:: The request ::
Reproduce the listing below with every "Please tag" switched to "Please mark" and nothing else altered. Leave the pictures out of your answer.

Dataset items
========================
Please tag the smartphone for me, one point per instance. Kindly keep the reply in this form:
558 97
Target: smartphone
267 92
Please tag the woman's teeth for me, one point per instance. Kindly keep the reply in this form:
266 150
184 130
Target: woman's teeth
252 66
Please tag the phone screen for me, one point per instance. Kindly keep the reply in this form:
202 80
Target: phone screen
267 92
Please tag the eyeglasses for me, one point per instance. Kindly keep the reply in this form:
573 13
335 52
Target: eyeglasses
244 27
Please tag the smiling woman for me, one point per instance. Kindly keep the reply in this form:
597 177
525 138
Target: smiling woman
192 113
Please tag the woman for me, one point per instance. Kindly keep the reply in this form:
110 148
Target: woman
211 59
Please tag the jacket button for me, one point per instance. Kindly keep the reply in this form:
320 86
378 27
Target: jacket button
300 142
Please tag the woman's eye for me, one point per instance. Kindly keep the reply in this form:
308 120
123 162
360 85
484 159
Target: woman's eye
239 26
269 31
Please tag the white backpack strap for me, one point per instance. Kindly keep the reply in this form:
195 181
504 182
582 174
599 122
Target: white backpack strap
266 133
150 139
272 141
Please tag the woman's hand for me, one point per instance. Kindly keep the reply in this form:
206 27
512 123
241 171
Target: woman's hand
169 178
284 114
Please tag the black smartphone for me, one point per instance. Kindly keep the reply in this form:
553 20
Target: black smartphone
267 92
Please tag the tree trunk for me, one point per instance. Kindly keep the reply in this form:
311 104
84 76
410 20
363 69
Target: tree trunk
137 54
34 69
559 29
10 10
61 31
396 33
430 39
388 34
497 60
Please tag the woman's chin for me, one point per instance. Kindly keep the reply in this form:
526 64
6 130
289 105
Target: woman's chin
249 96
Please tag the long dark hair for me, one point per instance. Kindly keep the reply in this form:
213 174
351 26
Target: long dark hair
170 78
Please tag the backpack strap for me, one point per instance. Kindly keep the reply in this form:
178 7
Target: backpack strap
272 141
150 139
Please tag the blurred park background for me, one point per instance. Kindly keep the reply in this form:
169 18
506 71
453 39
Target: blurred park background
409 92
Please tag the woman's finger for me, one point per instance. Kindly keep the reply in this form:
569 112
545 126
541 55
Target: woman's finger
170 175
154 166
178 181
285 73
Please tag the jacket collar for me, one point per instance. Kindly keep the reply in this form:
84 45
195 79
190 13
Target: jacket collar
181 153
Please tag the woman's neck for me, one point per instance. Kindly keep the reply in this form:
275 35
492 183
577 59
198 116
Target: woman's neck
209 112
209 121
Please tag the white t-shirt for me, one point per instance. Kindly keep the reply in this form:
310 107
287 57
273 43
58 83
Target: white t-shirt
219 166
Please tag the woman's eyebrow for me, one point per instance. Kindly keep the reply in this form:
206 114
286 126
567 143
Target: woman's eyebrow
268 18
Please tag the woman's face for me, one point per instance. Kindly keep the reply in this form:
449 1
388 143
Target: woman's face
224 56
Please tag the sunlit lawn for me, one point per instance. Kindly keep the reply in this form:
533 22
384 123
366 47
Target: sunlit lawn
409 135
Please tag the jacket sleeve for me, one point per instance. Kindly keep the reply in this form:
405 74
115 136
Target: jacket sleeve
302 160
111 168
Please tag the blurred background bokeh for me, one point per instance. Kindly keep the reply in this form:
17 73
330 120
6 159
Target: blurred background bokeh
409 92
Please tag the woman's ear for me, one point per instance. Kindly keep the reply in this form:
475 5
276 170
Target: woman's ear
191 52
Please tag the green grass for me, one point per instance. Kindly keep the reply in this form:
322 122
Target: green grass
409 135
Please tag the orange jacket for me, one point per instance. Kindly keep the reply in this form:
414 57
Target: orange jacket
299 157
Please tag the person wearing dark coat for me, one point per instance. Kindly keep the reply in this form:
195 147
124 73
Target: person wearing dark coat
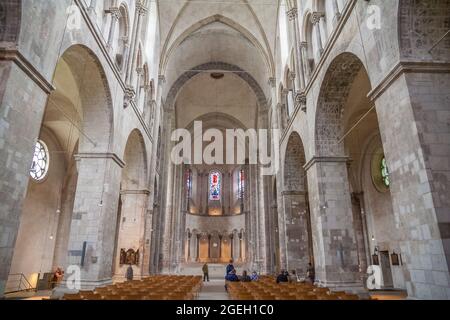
282 277
129 274
230 267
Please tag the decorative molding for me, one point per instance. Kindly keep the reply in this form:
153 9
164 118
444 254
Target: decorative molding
143 191
315 160
292 14
407 67
101 155
27 67
141 8
316 16
293 193
300 101
115 13
272 82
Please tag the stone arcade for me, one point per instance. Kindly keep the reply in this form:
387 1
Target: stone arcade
91 91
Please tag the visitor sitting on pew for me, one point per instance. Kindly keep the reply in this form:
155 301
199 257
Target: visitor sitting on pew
230 267
254 276
245 277
282 277
231 276
310 274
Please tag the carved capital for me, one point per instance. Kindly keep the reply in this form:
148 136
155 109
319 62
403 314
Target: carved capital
130 93
141 8
292 14
272 82
292 75
115 13
316 16
300 99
========================
:: Result of the exercise ::
Please mark the smartphone for me, one point per instance. Kindly keep the reply in this form:
558 97
Target: smartphone
267 92
Please mark the woman's teeth for me, one point per instance. Kindly keep the reply in this form:
266 150
184 130
Target: woman's teeth
252 66
Please mark the phone screen for me, one point per instance. Kindly keep the reply in this form:
202 80
Target: phone screen
267 92
Please mark the eyeglasses for me, one point per instance. Kindly keep the reply in this form:
573 13
335 52
Target: eyeglasses
244 27
Please mark the smiling woman for me, one point per instance. Kindly keep the reply in this form:
597 177
525 138
Target: smiling woman
192 113
Please mark the woman for me, one point per instance. Kindly keep the reply in this form:
110 148
Target: woman
211 59
Please mark the jacket button for me, one point per instance. Kindly keep the reply in this form:
320 86
378 27
Target: jacket button
300 142
Please mark the woman's eye for me, one point per instance. Kindly keep the reply in this form:
308 120
123 162
360 85
484 159
Target: woman's eye
239 26
269 31
Please mark the white backpack strap for me, one point per instance. Kindly keep the reply in this form:
195 181
504 182
582 174
599 122
Target: white backpack strap
266 133
150 139
272 141
Please mark the woman's hand for me, one point per instance. Kindly keep the reply in this form:
206 27
512 123
241 171
Target: woman's hand
169 178
284 114
Please mark the black smartphone for me, one point per instance. Kindly keep the reply in this form:
553 20
Target: black smartphone
267 92
Please mark the tree trunk for me, one point per instance. Kindly keep the reply in this form:
311 104
84 76
410 20
363 69
Target: tree trunk
137 54
34 69
559 29
10 10
61 31
396 33
430 39
388 34
497 60
Please mark the woman's chin for me, one point per instance. Kindly keep the reply in this form:
526 64
6 130
289 105
Target: woman's chin
249 96
Please mark the long dark hair for me, one point per instance. Kindly keep the reply in this form:
213 174
351 26
Target: long dark hair
170 78
Please mark the backpack strap for me, one point per instance. Kindly keep the reply in this form:
178 7
Target: backpack strap
272 141
150 139
Please mark the blurred park background for me, one point per instance. Kindly keep the reply in this form:
169 18
506 71
453 39
Target: blurred park background
409 92
Please mark the woman's finger for me, one point per instance. Kindly keep the reply in this form:
569 112
545 126
541 55
Target: woman's finger
170 175
154 166
178 181
285 73
Please mark the jacket collar for me, one point per instance. Kindly keep the reply in this form:
84 45
195 79
190 13
Target: jacket collar
181 153
Please mark the woman's neck for me, one point per instance. Kindly keep the reply in this form:
275 35
492 183
577 59
198 116
Target: woman's neck
209 112
209 121
Please mark the white t-shirt for me, one point per instance. Kindly keep the reply in this form:
310 107
287 57
273 43
58 83
Target: white t-shirt
219 166
Please mark the woman's eyebrow for me, one point per instance. Kindly keep the reply in this form:
206 114
286 126
567 143
Target: woman's eyebrow
268 18
Please mark the woman's face for me, one point per instance. Kindly keep the reply in this form:
449 1
388 143
Target: woman's face
224 56
Please mark the sunlit lawn for me, one point per instance. Kindly keep the reply in this form:
533 22
384 123
366 47
Target: sunlit lawn
409 135
Please mark the jacket sleeve for me, one point per instance. Kindly keep the reply in this form:
405 74
115 136
Target: jacket sleeve
302 160
111 168
Please mark the blurred background bokeh for me, one point per instance. Kindly keep the reply in this form:
17 73
330 120
6 159
Target: blurred background bokeh
409 92
Please mark the woman's ear for me, one point per instance. Kindly keep the reply in this form:
475 5
276 170
Target: woman's ear
191 52
Please mark the green grass for me, one point per instance. Kindly keep the reply in this form:
322 122
Target: green grass
409 135
Please mark the orange jacket for me, one point per instance. Kindly keep the reply in this form:
414 57
Target: orange jacket
299 157
Please mark the person wearing dark coat for me, one point per instance. Kindly keep the reply in this form:
195 147
124 73
Target: person wearing dark coat
282 277
129 274
230 267
Please mark the decorative molding for me, one point per instance. Kindly keep the reply in this form:
153 9
164 118
444 254
Target: decorative molding
143 191
315 160
292 14
407 67
101 155
27 67
141 8
316 16
293 193
300 101
115 13
272 82
Please mark the stone arcade for me, one point per instance. Kindly keep the reply in this form:
387 1
Target: stone arcade
91 91
Please mark the visitor sitting on pew for me, one point per instance. Kindly keep the reply in this form:
155 301
199 257
Target: visitor sitting on pew
230 267
254 276
245 277
282 277
231 276
310 274
Please mark the carved capital for me, one point per instance. Kindly keep the reply in this form:
148 136
155 109
319 62
403 314
Target: carved capital
130 93
141 8
292 14
272 82
292 75
115 13
316 16
300 99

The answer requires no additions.